任務說明
請將介紹金工的這段文字中，以"小錘聲聲,鏨刻之間,回響了千"開頭、以"工技藝的深刻內涵與人文價值。"結尾的部分重新寫出，並把其中的"金工師"一律改稱為"金屬工匠"。

引用段落

彭一



顧名思義,“金工”,就是“金屬工藝”。
小錘聲聲,鏨刻之間,回響了千年。這門承古融今的技藝,一直是我國手工藝行業中的“重頭戲”。造型飽滿、肌理分明、工藝精細的金工作品熔鑄著金工師的妙心巧思。
而在許多眼里,金屬是冰冷的,只有金工師深知它們柔軟且靈動的另一面。
本次我們聚焦幾位“80后”“90后”金工人,從工藝技法、創作思路、行業理解等維度,展現當代金工創作者的新思路與新視野,傳遞金工技藝的深刻內涵與人文價值。
木紋之金
Q:木紋金是什么?它的工藝有哪些特別的講究?
A:木紋金,是指把顏色不同的金屬錯層累積疊加在一起的金屬材料,通過熔接、鍛打、雕刻、壓片、鍛造等工藝,制作出美麗花紋的金屬工藝技術,最初的成型圖案類似木頭的紋理,所以簡稱為“木紋金”。
木紋金的工藝極其復雜,技術難度較高,是目前最難的金屬工藝之一。如今在中國,只有少數人能熟練掌握。對于木紋金的創造來說,由于金屬的堅硬質地,想讓其融合相交無比困難。每次的制作過程,都好似一場激戰,需要持久的耐心與毅力,而這份執著,正是一位匠人匠心的最好體現。

儲存資料

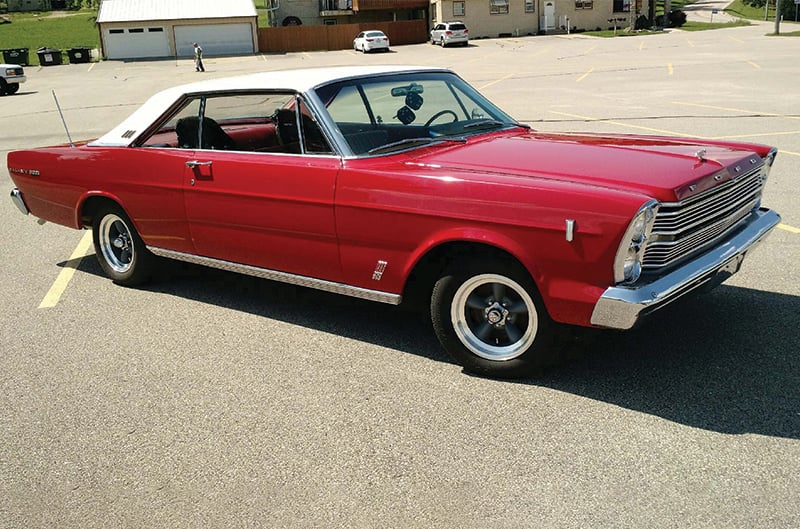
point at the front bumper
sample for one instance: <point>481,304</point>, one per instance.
<point>623,307</point>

參考答案
小錘聲聲,鏨刻之間,回響了千年。這門承古融今的技藝,一直是我國手工藝行業中的“重頭戲”。造型飽滿、肌理分明、工藝精細的金工作品熔鑄著金屬工匠的妙心巧思。
而在許多眼里,金屬是冰冷的,只有金屬工匠深知它們柔軟且靈動的另一面。
本次我們聚焦幾位“80后”“90后”金工人,從工藝技法、創作思路、行業理解等維度,展現當代金工創作者的新思路與新視野,傳遞金工技藝的深刻內涵與人文價值。